» Instruções
A: Reescreva o trecho sobre a Imitação de Cristo desde "Uma última observação" até "DE MATOS, TH.D.", inclusive, renomeando "Editora Mundo Cristão" para "editora".
B: Segundo o trecho sobre a Imitação de Cristo, quantas citações de salmos foram identificadas na obra?
C: Traduza para o inglês esta frase do trecho sobre a Imitação de Cristo: "Entre elas se destacam mais de 100 citações de 60 salmos diferentes."

» Trecho do texto
···

Uma última observação diz respeito ao rico conteúdo bíblico presente em Imitação de Cristo. Diferentes autores têm identificado no texto centenas de citações, paráfrases e reminiscências da Escritura, tanto do Antigo quanto do Novo Testamento. Entre elas se destacam mais de 100 citações de 60 salmos diferentes. Esse fato, aliado a uma forte ênfase cristocêntrica, tem tornado essa obra atraente para a mentalidade protestante. Considera-se mesmo que esse tipo de espiritualidade bíblica e cristocêntrica do final da Idade Média foi um dos fatores que contribuíram para o surgimento da Reforma do século 16. A Editora Mundo Cristão merece cumprimentos por lançar esta nova edição de um famoso clássico que vem sendo publicado no Brasil há mais de um século, contribuindo assim para sua maior divulgação no meio evangélico, tanto leigo quanto acadêmico.

ALDEAI SOUZA DE MATOS, TH.D.

···

» Material coletado
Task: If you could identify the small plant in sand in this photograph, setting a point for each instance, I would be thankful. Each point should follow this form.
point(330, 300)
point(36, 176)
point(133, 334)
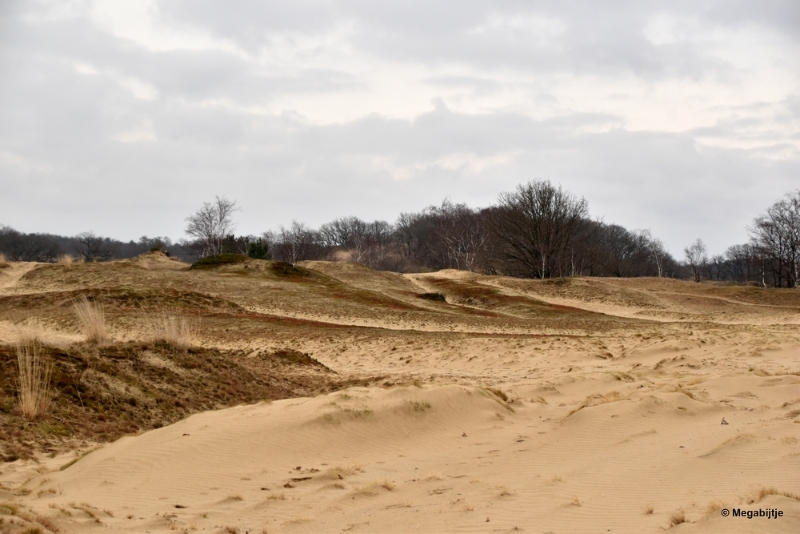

···

» Respostas
A:
Uma última observação diz respeito ao rico conteúdo bíblico presente em Imitação de Cristo. Diferentes autores têm identificado no texto centenas de citações, paráfrases e reminiscências da Escritura, tanto do Antigo quanto do Novo Testamento. Entre elas se destacam mais de 100 citações de 60 salmos diferentes. Esse fato, aliado a uma forte ênfase cristocêntrica, tem tornado essa obra atraente para a mentalidade protestante. Considera-se mesmo que esse tipo de espiritualidade bíblica e cristocêntrica do final da Idade Média foi um dos fatores que contribuíram para o surgimento da Reforma do século 16. A editora merece cumprimentos por lançar esta nova edição de um famoso clássico que vem sendo publicado no Brasil há mais de um século, contribuindo assim para sua maior divulgação no meio evangélico, tanto leigo quanto acadêmico.

ALDEAI SOUZA DE MATOS, TH.D.

B: Mais de 100 citações, de 60 salmos diferentes.

C: Among them, more than 100 quotations from 60 different psalms stand out.